Stated problem: Arrange as a numbered list the portion of the entries below that opens with the line containing "rear door handle" and closes with the line containing "<point>537,191</point>", including both of those lines and omitting blank lines. List no lines outside that portion.

-- Start Information shown --

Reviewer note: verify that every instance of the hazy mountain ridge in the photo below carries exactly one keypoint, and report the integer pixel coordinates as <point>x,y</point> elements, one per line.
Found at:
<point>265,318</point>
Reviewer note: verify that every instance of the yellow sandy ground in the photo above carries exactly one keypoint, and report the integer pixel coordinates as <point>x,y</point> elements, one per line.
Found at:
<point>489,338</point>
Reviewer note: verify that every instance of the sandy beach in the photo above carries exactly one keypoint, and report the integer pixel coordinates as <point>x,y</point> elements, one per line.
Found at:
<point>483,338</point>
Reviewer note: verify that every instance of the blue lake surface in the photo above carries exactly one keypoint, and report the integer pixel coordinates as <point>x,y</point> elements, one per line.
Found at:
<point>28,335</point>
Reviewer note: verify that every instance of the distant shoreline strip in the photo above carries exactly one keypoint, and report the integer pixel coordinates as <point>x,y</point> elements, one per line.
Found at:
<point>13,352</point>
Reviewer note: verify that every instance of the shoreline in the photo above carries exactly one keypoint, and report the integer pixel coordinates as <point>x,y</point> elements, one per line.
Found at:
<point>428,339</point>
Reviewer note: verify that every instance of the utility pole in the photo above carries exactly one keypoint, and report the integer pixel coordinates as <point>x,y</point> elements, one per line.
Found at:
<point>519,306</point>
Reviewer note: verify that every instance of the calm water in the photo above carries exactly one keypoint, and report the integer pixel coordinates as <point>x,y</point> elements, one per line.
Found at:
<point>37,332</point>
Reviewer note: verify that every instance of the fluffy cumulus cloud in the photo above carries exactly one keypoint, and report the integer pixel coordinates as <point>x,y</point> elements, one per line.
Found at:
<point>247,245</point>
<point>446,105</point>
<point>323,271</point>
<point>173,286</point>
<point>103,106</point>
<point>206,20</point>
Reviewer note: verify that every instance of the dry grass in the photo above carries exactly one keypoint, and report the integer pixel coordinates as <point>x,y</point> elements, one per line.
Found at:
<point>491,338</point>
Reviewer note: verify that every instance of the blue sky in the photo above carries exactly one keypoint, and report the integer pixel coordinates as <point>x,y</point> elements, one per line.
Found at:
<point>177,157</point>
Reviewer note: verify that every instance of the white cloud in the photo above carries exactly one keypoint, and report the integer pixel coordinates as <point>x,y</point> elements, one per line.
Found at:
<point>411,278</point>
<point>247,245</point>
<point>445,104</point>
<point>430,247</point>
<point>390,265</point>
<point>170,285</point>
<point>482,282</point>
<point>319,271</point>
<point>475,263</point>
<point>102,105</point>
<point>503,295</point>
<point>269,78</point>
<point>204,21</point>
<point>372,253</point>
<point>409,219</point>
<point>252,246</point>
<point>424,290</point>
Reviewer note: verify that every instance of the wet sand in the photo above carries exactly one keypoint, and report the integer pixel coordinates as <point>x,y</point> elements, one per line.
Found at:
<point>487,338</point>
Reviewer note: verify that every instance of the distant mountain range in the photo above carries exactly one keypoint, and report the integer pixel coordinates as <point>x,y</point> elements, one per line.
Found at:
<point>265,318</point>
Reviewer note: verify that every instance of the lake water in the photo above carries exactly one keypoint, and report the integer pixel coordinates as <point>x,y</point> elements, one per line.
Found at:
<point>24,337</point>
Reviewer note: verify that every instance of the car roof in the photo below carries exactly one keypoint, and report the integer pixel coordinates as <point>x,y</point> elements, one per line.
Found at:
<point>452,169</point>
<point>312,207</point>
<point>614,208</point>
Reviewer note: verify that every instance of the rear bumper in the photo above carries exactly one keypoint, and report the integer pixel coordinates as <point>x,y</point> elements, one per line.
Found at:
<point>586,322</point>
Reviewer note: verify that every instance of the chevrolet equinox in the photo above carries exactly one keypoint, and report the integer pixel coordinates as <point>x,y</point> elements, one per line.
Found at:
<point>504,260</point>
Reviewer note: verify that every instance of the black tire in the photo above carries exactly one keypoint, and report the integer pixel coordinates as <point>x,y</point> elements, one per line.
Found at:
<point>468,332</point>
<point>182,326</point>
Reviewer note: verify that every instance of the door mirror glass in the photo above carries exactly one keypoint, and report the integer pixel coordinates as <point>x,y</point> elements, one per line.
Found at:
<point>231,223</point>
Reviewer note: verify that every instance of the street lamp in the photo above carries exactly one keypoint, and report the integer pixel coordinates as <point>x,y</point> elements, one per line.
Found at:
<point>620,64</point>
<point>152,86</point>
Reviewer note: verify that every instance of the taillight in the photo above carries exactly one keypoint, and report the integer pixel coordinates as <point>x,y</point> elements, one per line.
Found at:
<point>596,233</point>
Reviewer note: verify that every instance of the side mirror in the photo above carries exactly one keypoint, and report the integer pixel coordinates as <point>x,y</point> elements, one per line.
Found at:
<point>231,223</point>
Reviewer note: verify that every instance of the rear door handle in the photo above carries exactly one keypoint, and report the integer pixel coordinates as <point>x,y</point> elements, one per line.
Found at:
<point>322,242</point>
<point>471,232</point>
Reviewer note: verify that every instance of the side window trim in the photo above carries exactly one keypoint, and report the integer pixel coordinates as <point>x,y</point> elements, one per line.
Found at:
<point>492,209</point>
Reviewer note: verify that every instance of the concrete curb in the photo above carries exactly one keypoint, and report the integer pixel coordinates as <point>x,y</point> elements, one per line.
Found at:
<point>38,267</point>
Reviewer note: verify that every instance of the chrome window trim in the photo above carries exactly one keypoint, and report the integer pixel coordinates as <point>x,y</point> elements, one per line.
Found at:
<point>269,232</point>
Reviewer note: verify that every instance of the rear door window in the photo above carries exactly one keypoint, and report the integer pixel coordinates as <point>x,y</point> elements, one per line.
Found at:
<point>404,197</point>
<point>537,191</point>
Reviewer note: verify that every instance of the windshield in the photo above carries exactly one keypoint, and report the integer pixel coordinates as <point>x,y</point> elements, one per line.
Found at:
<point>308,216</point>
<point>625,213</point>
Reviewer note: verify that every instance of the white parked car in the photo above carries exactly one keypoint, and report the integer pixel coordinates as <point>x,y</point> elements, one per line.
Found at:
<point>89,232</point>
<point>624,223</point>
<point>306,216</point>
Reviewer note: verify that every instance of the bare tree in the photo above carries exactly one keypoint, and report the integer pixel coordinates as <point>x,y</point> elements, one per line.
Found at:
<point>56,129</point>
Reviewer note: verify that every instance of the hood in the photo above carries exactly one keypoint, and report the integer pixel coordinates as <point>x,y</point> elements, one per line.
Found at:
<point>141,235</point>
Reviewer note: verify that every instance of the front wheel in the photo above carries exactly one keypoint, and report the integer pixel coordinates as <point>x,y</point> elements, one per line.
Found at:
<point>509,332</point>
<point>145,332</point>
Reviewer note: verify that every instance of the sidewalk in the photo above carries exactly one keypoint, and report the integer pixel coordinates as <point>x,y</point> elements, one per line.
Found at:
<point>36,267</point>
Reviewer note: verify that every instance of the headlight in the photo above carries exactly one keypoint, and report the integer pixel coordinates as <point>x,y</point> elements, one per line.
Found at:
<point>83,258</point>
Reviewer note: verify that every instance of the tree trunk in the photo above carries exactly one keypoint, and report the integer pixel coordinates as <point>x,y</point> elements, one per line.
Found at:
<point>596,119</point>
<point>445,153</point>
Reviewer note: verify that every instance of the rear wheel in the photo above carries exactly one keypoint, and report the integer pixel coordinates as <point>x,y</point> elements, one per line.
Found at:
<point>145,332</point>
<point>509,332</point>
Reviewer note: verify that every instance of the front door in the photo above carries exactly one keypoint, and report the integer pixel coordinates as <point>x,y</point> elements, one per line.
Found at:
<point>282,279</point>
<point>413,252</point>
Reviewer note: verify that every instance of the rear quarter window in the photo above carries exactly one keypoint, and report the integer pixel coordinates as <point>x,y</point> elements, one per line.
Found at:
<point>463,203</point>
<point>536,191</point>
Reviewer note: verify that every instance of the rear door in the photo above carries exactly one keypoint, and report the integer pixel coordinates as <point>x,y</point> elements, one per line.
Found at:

-- End Information shown --

Task result:
1. Reviewer note: verify that every instance of the rear door handle in the photo above carries exactly one keypoint, and report the integer pixel coordinates as <point>x,y</point> elements, one per line.
2. Found at:
3. <point>322,242</point>
4. <point>471,232</point>
5. Reviewer note: verify that every instance of the side window trim in the photo above carries exactly one keypoint, and report the integer pixel coordinates as <point>x,y</point> elements, one per line.
6. Found at:
7. <point>492,209</point>
8. Reviewer note: verify that every instance of the concrete curb in the photo above carries exactly one keypoint, and report the integer pixel coordinates as <point>x,y</point> elements, one per line.
9. Found at:
10. <point>38,267</point>
11. Reviewer note: verify that every instance of the chrome window trim in the photo above carries exactly one keypoint, and report the integer pixel coordinates as <point>x,y</point> elements, one per line.
12. Found at:
13. <point>269,232</point>
14. Reviewer note: verify that every instance of the rear door window in the photo above carries exactly one keypoint, and report the integer pixel coordinates as <point>x,y</point> elements, one per line.
15. Found at:
16. <point>404,197</point>
17. <point>537,191</point>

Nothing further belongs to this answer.